**WHAT TO WORK ON**: Copy every one of the items below verbatim, leaving each line and character unchanged.
━━━ AVAILABLE DATA ━━━
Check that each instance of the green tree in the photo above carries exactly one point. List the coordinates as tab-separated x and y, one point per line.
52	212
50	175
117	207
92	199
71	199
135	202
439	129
━━━
**EXERCISE RESULT**:
Check that each instance of the green tree in the photo above carries exactly one point. List the coordinates as tab-separated x and y, one point per line.
52	212
50	175
117	207
92	199
71	199
135	202
439	129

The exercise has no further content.